▶ [Page excerpt]
Michelle took her to the hospital right away. Bella was at the Helen DeVos Children’s Hospital for three weeks for blood plasma treatments, finally starting to smile and laugh again, a slight improvement. On June 22, she was moved to Mary Free Bed Rehabilitation Hospital.

Michelle said that nothing has made Bella happy in the last few months like music therapy has.

“She loves music,” Michelle said. “She likes to go play the piano and she tries to sing. She likes to beat on the instruments and she likes to dance, so when she can for a minute, she tries to dance and wiggle around. She loves it.

“We do music at home. We do a lot of playing music and we do a lot of dancing with all of us together. That’s what she misses.”

When Bailey Schutz, Bella’s music therapist, first met her 40 days ago, Bella was nonverbal. But as Schultz has continued therapy sessions where they play music to get her to sing or dance along, she has seen extreme improvement from the first day: first humming, forming vowels with her mouth and just last week, playing the kazoo.

Schultz said Bella started physical therapy in a traditional fashion, but the staff quickly learned she responded better with the music, shifting their focus of the music therapy to physical goals.

“We’re using the rhythm of music and how our bodies and brains naturally are synchronized to that beat, to try to help her get a better cadence with her steps, get bigger steps and just keep her motivated so that she can go a further distance,” Schultz said.

Throughout Bella’s therapy session, her physical therapist, Carly Harvey, asked her multiple times if she needed a break, and most times the answer was no, wanting to keep in step with her favorite songs for as long as she could.

“Her eyes have gotten brighter blue since she has gotten better,” Michelle said. “She just lights up when the (therapists) walk in. She just loves it.”

Bella is scheduled to leave the hospital on August 23.

Music therapy has been in hospitals since the 1950s, researching since then the effects of music on the brain, memory, visual, coordination and language skills all affected by music, as well as emotional responses.

Pete Muszkiewicz, another music therapist at the hospital, said music therapy is about meeting someone where they’re at even if it’s just pressing one button on a keyboard, and celebrating what a patient can do that brings them joy rather than focusing on things that are difficult for patients to do.

Muszkiewicz said music is a “whole brain activity,” allowing music therapists to find something intact about their functioning that otherwise might be tough to access without the use of playing a guitar or hitting a drum.

Muszkiewicz said he does this job because of the little moments of success like seeing a glint in one of his patient’s eyes when Muszkiewicz played their favorite song during therapy without knowing, getting him to sing during a walking rehabilitation.

“It is just such a great marriage of functional and aesthetic,” Muszkiewicz said. “The music was doing the job of walking rehabilitation, but it also connected with him on a personal level. Afterwards, he was like a little misty-eyed.”

Muszkiewicz also teaches a cardio drumming class at the hospital, teaching people with all different circumstances and illnesses how to stretch the limits of their coordination and get their hands and brains to work to the beat of the music.

The little victories when he can tell his class to give themselves a round of applause after a 30 minute class is what fuels Muszkiewicz, getting into the field because he wanted to use what he loved, music, to better the community around him.

“Most of the time you show up to your job, and you do the best you can and hope it makes an impact,” he said.

Muszkiewicz said music can serve people at Mary Free Bed in a more direct way than entertainment, with the additional moments of physical healing.

“Music is such a relative novelty,” Muszkiewicz said. “Even if it’s used in a therapeutic way, people don’t expect somebody with a guitar case to be having a name badge in a hospital. I think people are just pleasantly surprised by that medium being offered here, just because so many people like music. Whether or not they have training or experience, as long as they respond to it and they like it, we can work with that.”

▶ [Referring expression data]
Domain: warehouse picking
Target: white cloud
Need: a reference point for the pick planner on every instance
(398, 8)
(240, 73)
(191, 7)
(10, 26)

▶ [What to do]
1. According to the music therapy article, on what date is Bella scheduled to leave the hospital?
2. Decide whether each statement agrees with the music therapy article. Answer yes or no for each, and quote the words from the article that settle it.
(a) Bella spent three weeks at the Helen DeVos Children’s Hospital for blood plasma treatments.
(b) Music therapy has been in hospitals since the 1970s.
(c) Muszkiewicz teaches a yoga class at the hospital.
3. Copy everything in the music therapy article from "Throughout Bella’s therapy" down to "as emotional responses.".

▶ [Task-by-task results]
1. August 23

2.
(a) Yes: "Bella was at the Helen DeVos Children’s Hospital for three weeks for blood plasma treatments"
(b) No: "Music therapy has been in hospitals since the 1950s"
(c) No: "Muszkiewicz also teaches a cardio drumming class at the hospital"

3.
Throughout Bella’s therapy session, her physical therapist, Carly Harvey, asked her multiple times if she needed a break, and most times the answer was no, wanting to keep in step with her favorite songs for as long as she could.

“Her eyes have gotten brighter blue since she has gotten better,” Michelle said. “She just lights up when the (therapists) walk in. She just loves it.”

Bella is scheduled to leave the hospital on August 23.

Music therapy has been in hospitals since the 1950s, researching since then the effects of music on the brain, memory, visual, coordination and language skills all affected by music, as well as emotional responses.